Dataset records:
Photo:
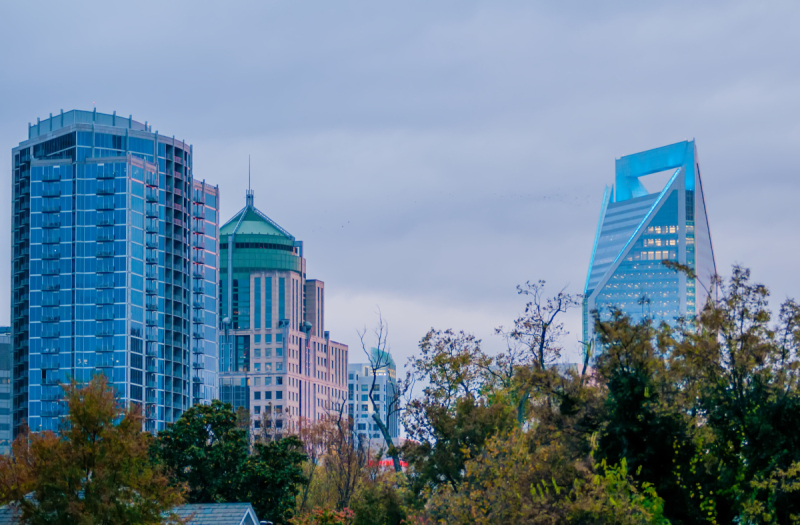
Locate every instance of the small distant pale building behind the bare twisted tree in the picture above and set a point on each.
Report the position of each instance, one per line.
==
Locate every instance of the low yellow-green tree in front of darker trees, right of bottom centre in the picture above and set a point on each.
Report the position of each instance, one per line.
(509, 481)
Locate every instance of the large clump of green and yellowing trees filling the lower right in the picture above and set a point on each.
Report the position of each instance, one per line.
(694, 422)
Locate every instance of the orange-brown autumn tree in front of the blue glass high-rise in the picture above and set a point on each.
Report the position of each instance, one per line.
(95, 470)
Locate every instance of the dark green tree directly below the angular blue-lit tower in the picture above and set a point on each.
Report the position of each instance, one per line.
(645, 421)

Aim of the task: Among the lines above, find those containing the word "blue" and copy each.

Result:
Locate every instance of the orange-brown autumn tree in front of the blue glass high-rise in the picture above and set a point on each.
Locate every instance of the dark green tree directly below the angular blue-lit tower in the picture above and set a point on each.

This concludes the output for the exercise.